## Task
Having located the line with "Keypoint placement rule: for each instance of the ivy", repeat it and all remaining lines of the records exactly. Pictures do not belong in the answer.

+--

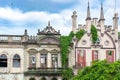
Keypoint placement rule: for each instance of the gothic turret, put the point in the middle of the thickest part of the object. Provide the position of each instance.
(101, 20)
(115, 25)
(88, 13)
(25, 32)
(74, 21)
(88, 20)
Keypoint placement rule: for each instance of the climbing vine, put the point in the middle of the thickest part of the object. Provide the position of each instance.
(94, 34)
(79, 34)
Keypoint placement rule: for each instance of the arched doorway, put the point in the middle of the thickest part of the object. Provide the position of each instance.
(54, 79)
(32, 78)
(43, 78)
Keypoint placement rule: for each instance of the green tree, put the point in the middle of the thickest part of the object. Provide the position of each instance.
(94, 34)
(100, 70)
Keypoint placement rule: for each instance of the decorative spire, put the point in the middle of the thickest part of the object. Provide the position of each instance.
(101, 13)
(48, 23)
(88, 12)
(25, 33)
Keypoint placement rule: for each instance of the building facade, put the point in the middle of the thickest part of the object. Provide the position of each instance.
(106, 46)
(24, 57)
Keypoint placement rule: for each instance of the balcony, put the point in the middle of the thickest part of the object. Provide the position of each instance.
(44, 71)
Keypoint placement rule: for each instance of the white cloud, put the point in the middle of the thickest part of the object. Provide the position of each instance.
(62, 1)
(60, 21)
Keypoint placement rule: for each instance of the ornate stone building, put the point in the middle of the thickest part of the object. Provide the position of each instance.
(106, 46)
(24, 57)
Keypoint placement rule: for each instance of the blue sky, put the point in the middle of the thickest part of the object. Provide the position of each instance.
(18, 15)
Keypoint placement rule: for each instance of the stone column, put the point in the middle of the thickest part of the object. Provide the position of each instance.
(49, 59)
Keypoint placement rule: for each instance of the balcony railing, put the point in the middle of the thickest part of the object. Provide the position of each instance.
(44, 71)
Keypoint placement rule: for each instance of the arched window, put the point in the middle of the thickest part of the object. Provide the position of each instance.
(3, 60)
(54, 79)
(43, 78)
(32, 78)
(98, 41)
(16, 61)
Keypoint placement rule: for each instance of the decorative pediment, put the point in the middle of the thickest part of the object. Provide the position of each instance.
(32, 51)
(49, 40)
(43, 51)
(48, 30)
(54, 51)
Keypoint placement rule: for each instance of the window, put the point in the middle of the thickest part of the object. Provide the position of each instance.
(32, 60)
(3, 60)
(32, 78)
(81, 58)
(110, 55)
(95, 55)
(54, 79)
(54, 60)
(43, 60)
(16, 61)
(98, 41)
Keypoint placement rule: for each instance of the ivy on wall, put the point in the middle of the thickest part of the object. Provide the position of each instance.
(94, 34)
(65, 42)
(79, 34)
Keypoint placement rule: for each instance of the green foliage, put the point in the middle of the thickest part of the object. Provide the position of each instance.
(110, 52)
(79, 34)
(94, 34)
(118, 33)
(67, 74)
(100, 70)
(32, 78)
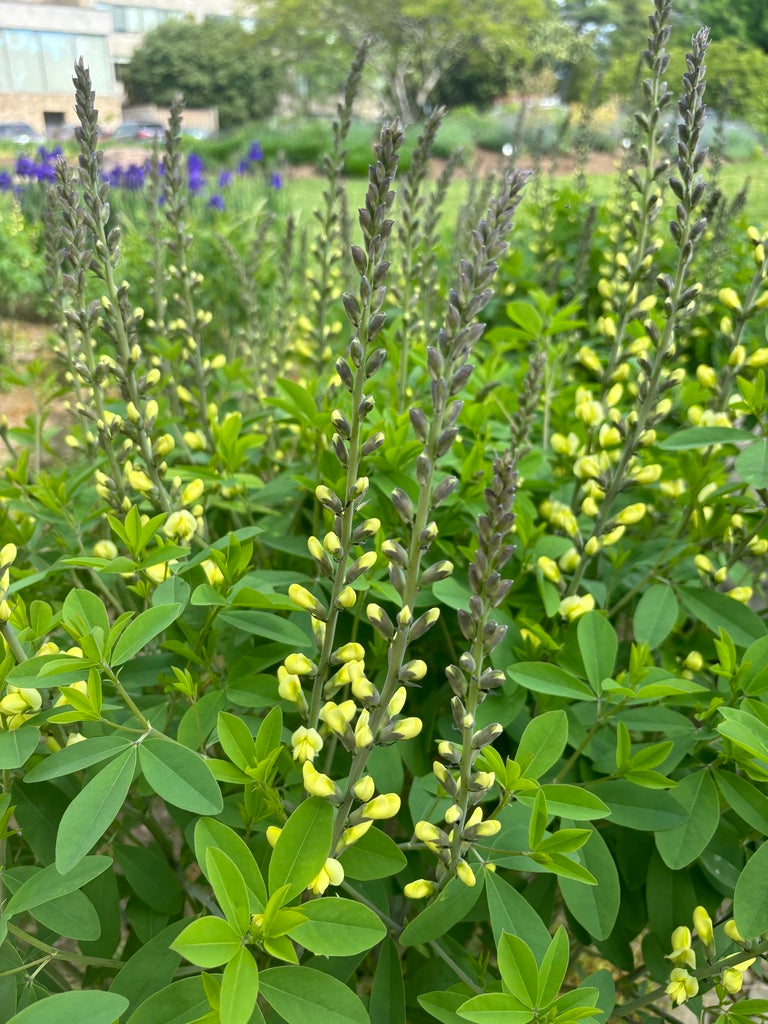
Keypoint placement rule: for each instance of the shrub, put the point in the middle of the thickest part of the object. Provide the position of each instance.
(394, 637)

+--

## Reply to the task
Keypoint placement rule: for each instance of the ivy on wall, put the point in the middle of the thickest part of the object. Provide the position of each instance.
(94, 34)
(65, 42)
(79, 34)
Keypoint placement rule: for each instance of the green foliage, put the point in the middle of the thickest part of the object. Provide the position of each instance.
(110, 52)
(79, 34)
(94, 34)
(118, 33)
(67, 74)
(100, 70)
(32, 78)
Keypoint placement rule: for each instance of the shrub, put the point in the middle of the thickest part of the object. Provide the position of each instance.
(394, 637)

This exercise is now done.